● **Your tasks**
#1 Translate this sentence from the post-COVID building heating project description into Spanish: "This research examines the impact of the COVID-19 pandemic on the heating of buildings and the transition to Net Zero in the UK."
#2 Resume the project description on post-COVID heating of buildings, picking up after its final sentence.

● **Excerpted passage**
-------
Post-COVID-19, Net Zero, Heating of Buildings
This research examines the impact of the COVID-19 pandemic on the heating of buildings and the transition to Net Zero in the UK. As a final part of a 5-year project by the Centre for Research into Energy Demand Solutions (CREDS), the research builds on previous work while also undertaking new empirical studies into changes in energy use during the COVID-19 lockdowns in the UK. With the socioeconomic challenges of the pandemic alongside the ongoing imperative to tackle the climate emergency, the project addresses the challenges of social inequity and public policy change around the adoption of de-carbonised heating solutions.
Over a 5-month period, Dr Gesche Huebner at University College London (UCL) will lead the collaborative analysis by 8 researchers from the University of Sussex, UCL and University of Lancaster of wide-ranging changes in energy use in domestic and non-domestic buildings in the UK as a result of the pandemic.
The research includes statistical analysis of household boiler use, national gas and electricity data, interviews with households, as well as interviews with fashion and clothing industry professionals to conduct an unprecedented multidisciplinary study of the technological, social and cultural changes in UK energy use as a result of COVID-19 pandemic.
The project builds on existing research by the Smart Energy Research Lab and CREDS on domestic energy use during the pandemic, involving a mixture of qualitative and quantitative methods:
- Comparative analysis of data from before, during and after the first COVID-19 lockdown from boiler meter readings from 100,000 UK households, and national gas and electricity use statistics, to create a multi-layered picture of changing national heating energy use in response to the pandemic.
- A survey of 1,000 UK households, and interviews with specific household case studies from the survey on self-reported energy use and reasons for heating behaviour and other lifestyle choices to bolster boiler, gas and electricity data with in-depth social research.
- Interviews with fashion industry stakeholders on the role of clothing in home energy consumption.
-------
● **Source material**
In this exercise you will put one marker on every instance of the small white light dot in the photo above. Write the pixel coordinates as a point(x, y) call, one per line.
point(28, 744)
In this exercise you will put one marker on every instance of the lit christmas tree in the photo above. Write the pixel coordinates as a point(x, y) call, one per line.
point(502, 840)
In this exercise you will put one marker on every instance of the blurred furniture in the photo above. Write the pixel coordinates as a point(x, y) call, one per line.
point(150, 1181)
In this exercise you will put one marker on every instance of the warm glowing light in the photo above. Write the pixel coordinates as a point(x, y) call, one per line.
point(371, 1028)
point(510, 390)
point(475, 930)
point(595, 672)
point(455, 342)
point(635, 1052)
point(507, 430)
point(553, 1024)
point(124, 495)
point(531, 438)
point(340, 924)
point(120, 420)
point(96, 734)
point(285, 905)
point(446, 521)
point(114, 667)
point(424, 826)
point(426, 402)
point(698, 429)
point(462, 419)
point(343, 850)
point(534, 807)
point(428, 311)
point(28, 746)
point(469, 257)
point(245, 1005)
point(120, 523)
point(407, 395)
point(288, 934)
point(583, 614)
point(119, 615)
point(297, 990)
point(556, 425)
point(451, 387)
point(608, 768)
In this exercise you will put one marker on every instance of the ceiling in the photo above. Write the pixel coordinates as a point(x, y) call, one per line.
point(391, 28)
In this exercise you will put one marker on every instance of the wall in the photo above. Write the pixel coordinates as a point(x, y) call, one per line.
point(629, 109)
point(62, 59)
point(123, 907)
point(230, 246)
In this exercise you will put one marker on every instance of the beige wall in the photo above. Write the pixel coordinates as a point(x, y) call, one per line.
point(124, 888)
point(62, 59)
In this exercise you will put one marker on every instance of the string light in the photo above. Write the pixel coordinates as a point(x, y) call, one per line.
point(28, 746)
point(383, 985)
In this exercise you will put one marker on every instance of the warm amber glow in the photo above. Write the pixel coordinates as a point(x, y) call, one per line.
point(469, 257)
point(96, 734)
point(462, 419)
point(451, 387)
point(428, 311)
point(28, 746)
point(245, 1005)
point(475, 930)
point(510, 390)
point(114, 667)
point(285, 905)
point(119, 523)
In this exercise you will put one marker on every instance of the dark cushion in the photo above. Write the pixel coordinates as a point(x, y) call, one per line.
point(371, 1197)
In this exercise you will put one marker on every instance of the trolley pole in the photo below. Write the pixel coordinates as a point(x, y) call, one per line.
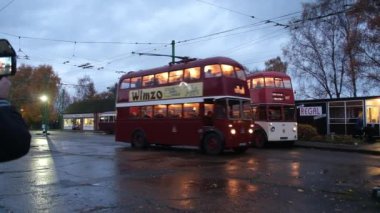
point(173, 51)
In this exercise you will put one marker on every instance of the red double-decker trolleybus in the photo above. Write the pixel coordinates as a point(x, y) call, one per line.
point(203, 103)
point(273, 108)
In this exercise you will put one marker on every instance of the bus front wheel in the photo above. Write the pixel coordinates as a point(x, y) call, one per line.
point(212, 144)
point(139, 140)
point(260, 139)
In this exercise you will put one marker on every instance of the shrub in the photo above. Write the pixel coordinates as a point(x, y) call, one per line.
point(306, 132)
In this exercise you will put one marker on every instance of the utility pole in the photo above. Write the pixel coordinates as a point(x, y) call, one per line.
point(173, 51)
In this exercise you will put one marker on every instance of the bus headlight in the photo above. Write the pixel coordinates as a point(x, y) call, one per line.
point(233, 131)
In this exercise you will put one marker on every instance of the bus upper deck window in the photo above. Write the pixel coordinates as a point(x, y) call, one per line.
point(175, 111)
point(212, 71)
point(228, 70)
point(193, 73)
point(278, 82)
point(269, 82)
point(125, 84)
point(146, 111)
point(175, 76)
point(148, 80)
point(161, 78)
point(136, 82)
point(287, 83)
point(191, 110)
point(258, 83)
point(240, 73)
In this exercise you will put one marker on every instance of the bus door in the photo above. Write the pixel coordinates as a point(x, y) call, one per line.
point(183, 124)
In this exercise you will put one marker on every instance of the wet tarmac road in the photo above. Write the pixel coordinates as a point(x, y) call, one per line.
point(88, 172)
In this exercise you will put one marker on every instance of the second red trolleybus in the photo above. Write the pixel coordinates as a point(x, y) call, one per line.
point(203, 103)
point(273, 108)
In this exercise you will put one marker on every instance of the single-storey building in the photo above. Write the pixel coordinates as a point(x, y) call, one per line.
point(86, 115)
point(339, 116)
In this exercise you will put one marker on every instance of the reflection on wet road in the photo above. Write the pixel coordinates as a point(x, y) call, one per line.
point(87, 172)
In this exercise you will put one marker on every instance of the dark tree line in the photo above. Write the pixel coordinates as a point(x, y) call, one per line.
point(334, 49)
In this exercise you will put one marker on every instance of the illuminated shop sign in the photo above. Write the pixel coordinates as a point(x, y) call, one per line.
point(310, 111)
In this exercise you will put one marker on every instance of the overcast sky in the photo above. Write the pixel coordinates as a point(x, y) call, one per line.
point(103, 33)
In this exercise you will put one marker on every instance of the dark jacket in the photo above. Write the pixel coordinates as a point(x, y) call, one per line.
point(14, 134)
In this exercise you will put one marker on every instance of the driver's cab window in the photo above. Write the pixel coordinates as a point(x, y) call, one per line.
point(220, 109)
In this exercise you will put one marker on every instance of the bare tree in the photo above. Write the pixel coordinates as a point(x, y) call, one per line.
point(85, 89)
point(327, 50)
point(276, 64)
point(367, 14)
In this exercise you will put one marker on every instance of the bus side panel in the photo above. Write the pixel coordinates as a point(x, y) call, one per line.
point(161, 131)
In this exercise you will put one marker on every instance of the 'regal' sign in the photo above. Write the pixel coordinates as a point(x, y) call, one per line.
point(310, 111)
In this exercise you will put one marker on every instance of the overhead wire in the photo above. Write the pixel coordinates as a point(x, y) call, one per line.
point(6, 5)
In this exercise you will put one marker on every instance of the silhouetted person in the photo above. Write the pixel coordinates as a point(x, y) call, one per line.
point(208, 119)
point(14, 134)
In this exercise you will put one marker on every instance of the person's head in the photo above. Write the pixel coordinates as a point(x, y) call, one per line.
point(5, 84)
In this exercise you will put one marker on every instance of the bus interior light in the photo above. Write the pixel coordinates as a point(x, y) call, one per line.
point(233, 131)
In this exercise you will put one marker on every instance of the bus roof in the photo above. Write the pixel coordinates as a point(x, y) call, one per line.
point(183, 65)
point(268, 73)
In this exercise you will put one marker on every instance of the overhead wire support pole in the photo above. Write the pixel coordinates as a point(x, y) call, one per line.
point(173, 51)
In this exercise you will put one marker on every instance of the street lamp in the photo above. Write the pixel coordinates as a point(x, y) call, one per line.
point(44, 99)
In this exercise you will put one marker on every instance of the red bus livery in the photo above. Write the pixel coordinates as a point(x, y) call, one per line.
point(273, 108)
point(203, 103)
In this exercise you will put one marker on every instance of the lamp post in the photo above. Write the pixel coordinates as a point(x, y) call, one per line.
point(44, 99)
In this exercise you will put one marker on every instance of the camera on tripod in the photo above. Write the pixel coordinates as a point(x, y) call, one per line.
point(7, 59)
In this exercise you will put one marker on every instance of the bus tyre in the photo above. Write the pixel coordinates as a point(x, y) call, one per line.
point(139, 140)
point(212, 144)
point(260, 139)
point(240, 150)
point(289, 144)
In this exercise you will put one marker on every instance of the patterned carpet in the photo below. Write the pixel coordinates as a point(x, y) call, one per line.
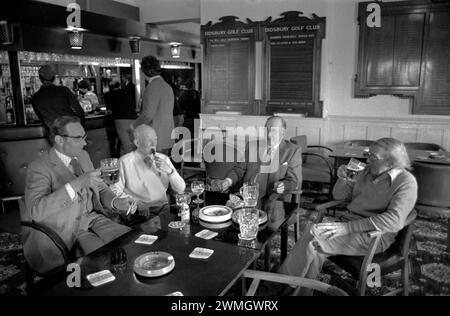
point(430, 263)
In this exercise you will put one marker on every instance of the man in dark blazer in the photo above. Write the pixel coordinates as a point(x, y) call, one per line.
point(157, 104)
point(276, 166)
point(51, 101)
point(64, 192)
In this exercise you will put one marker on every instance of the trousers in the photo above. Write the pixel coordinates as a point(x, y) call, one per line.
point(101, 231)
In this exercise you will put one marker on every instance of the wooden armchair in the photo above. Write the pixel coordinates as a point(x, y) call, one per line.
-------
● **Expected results**
#1 Esta investigación examina el impacto de la pandemia de COVID-19 en la calefacción de los edificios y en la transición hacia las cero emisiones netas en el Reino Unido.

#2
- Using the insights from the statistical, survey and interview data to model changing property use data in London and using 3DStock software to forecast the capital’s energy demand and the possibility of decarbonising heat pump installations.
The different elements of the project will produce detailed multilevel analyses of heating use before and after lockdown, and any behavioural changes underlying these trends. It will also feature insights for the future of energy demand and related urban planning.
Impact and Outreach
Addressing wider social and cultural trends, as well as the logistics of Net Zero heat sources, the research highlights the policy potential for more sustainable energy use by increasingly domestic urban workforces. The research is expected to provide rich analysis of the UK’s heating energy demand, and use, and the cultural – as well as technological – impacts around a transition to adopting Net Zero heating solutions. The research team will engage directly with key stakeholders, including the government’s Department for Business, Energy and Industrial Strategy.
The University of Sussex’s Mari Martiskainen and Chukwuka Monyei are part of the team led by Gesche Huebner (UCL) and also comprising Cliff Elwell (UCL), Virginia Gori (UCL), Dominic Humphrey (UCL), Janine Morley (Lancaster) and Daniel Godoy-Shimizu (UCL). The project is funded by the Centre for Research into Energy Demand Solutions (CREDS).